RECORDS SUPPLIED
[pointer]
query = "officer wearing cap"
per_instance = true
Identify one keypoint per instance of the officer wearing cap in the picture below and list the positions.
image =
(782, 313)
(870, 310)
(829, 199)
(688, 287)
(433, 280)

YOUR OBJECTIVE
Only the lines from the line with "Identify one keypoint" to the final line of the entries are to be returned, each exactly as written, both ends included.

TASK OUTPUT
Identify one keypoint per instance of the officer wearing cap in the picture below and list the positions.
image =
(782, 313)
(870, 310)
(829, 199)
(688, 287)
(433, 280)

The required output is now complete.